TASK DIRECTIONS:
Rewrite the data below from the line with "[mark] podium base" through the end of the data, both ends included, keeping each request line as is and adding 126 to every coordinate in the answers.

------------------------------------------------

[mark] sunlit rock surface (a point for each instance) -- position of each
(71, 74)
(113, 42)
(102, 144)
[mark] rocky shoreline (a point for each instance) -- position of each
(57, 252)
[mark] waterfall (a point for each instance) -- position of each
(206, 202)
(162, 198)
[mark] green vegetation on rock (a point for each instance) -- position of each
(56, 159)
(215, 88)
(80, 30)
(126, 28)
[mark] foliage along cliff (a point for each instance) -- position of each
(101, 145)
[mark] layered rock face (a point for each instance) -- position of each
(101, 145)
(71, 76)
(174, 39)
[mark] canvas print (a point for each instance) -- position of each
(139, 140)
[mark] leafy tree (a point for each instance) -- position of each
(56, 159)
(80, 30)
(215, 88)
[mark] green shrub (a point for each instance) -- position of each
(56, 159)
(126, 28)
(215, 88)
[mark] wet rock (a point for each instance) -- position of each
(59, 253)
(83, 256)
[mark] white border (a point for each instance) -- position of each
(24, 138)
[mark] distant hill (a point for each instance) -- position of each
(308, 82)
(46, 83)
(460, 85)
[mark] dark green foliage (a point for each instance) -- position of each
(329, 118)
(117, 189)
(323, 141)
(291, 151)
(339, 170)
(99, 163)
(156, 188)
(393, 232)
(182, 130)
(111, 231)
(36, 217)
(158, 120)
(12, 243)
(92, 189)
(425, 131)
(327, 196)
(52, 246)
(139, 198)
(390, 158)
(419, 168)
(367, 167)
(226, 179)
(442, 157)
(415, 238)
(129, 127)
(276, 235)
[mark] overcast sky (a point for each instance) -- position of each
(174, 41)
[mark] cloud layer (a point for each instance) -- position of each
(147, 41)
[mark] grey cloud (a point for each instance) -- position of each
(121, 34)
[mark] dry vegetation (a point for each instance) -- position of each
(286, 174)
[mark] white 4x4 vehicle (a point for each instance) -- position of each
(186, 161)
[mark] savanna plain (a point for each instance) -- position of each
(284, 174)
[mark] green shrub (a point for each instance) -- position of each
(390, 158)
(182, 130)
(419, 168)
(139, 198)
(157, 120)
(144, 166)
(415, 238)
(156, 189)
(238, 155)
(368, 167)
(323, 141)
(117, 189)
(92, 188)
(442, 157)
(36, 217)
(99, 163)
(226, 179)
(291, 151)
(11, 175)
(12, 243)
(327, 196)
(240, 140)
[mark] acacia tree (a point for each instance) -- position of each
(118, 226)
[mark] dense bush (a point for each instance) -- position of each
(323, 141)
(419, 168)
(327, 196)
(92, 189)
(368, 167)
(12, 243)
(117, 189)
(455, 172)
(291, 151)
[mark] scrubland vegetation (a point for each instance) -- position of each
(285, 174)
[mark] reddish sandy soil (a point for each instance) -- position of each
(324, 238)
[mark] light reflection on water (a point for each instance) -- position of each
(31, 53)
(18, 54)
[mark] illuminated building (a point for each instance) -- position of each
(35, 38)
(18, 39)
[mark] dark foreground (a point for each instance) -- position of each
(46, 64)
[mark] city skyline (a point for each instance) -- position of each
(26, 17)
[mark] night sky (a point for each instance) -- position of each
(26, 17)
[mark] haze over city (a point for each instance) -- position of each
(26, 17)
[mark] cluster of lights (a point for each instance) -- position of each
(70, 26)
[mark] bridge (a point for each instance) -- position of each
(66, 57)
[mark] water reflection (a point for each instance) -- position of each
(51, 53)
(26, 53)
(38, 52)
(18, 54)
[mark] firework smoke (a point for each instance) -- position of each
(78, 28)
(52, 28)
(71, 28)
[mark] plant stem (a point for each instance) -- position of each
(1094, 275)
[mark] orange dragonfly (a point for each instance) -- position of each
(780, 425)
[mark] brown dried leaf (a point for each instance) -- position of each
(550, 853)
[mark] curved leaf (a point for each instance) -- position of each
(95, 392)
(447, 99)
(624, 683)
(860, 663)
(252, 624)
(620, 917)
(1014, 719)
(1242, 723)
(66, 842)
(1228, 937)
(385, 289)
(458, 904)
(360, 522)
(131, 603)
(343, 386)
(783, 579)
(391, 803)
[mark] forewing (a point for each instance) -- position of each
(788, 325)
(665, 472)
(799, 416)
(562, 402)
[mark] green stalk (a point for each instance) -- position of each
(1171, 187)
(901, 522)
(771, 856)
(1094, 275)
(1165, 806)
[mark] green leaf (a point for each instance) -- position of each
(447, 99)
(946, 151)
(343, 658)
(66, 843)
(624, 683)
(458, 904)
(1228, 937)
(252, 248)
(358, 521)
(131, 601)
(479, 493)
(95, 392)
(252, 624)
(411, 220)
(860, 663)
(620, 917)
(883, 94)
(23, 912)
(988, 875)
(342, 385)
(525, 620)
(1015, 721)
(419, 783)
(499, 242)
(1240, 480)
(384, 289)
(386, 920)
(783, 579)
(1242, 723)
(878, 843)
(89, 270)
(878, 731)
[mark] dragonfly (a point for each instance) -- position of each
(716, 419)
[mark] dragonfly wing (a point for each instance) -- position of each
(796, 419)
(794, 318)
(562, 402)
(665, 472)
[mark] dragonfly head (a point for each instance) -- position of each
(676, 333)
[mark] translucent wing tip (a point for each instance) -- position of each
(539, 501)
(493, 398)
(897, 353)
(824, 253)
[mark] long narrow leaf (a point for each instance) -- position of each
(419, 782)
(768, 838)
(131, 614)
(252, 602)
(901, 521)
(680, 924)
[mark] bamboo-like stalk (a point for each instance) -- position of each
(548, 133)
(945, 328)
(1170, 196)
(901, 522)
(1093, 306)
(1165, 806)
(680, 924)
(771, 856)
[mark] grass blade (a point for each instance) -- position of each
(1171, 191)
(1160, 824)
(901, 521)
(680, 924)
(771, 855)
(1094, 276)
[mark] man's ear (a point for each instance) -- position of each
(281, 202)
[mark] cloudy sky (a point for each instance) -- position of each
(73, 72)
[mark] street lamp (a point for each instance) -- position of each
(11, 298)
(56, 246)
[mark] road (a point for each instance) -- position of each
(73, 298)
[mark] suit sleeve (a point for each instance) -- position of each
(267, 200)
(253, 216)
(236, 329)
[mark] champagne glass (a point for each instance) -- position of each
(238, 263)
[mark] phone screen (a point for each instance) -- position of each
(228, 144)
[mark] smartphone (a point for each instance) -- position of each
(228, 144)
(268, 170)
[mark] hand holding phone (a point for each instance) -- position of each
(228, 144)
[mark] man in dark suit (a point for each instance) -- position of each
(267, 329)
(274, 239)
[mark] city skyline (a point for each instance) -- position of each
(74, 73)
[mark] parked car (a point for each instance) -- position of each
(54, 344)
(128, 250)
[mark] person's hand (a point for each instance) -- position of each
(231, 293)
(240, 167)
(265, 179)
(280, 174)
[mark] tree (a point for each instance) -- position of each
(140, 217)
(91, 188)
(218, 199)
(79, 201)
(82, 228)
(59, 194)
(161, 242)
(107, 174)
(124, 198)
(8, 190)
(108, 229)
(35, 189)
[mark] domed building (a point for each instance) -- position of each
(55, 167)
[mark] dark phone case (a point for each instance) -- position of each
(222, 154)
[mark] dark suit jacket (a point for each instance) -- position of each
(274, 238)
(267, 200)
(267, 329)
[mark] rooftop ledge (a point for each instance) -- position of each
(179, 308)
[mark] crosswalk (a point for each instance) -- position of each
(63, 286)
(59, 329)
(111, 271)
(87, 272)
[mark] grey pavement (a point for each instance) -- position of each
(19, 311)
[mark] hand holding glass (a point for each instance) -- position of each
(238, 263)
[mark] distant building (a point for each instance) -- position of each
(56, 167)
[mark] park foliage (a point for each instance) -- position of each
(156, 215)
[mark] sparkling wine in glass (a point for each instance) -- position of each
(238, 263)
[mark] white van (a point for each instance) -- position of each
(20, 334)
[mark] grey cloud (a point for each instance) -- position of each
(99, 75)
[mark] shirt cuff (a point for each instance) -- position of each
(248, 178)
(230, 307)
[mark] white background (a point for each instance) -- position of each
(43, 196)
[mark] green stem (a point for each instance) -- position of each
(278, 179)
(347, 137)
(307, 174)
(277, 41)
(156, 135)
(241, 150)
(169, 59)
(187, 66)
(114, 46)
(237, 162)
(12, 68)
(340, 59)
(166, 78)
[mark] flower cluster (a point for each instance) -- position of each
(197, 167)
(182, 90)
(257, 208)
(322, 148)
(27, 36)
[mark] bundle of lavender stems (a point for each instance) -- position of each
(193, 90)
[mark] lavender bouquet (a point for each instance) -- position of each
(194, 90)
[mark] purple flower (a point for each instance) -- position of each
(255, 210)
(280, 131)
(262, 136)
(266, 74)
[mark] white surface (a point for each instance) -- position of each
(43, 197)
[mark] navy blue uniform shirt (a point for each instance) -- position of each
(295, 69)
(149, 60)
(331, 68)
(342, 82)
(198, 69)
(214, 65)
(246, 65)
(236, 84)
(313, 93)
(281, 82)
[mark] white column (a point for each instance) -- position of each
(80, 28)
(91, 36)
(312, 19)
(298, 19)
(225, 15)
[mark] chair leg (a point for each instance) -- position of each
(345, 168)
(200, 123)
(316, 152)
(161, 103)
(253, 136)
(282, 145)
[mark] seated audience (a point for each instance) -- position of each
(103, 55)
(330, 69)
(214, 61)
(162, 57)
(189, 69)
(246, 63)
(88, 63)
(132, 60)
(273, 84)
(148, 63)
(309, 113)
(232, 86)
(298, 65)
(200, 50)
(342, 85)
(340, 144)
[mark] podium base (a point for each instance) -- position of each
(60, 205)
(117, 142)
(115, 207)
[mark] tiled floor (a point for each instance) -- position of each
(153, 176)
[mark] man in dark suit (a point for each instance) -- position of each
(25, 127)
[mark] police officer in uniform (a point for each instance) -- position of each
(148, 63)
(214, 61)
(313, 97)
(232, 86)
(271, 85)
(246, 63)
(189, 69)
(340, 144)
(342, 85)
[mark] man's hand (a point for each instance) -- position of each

------------------------------------------------

EXERCISE RESPONSE:
[mark] podium base (a point for each instance) -- position of each
(186, 331)
(243, 268)
(241, 333)
[mark] tiled floor (a point for each instance) -- position of each
(279, 302)
[mark] man in dark suit (a point for each instance) -- position of each
(151, 253)
[mark] police officer in uniform (a point for each instance) -- position of each
(274, 189)
(340, 187)
(439, 223)
(358, 212)
(397, 211)
(372, 189)
(315, 195)
(466, 270)
(468, 211)
[mark] man's hand (a point for each instance) -- position of each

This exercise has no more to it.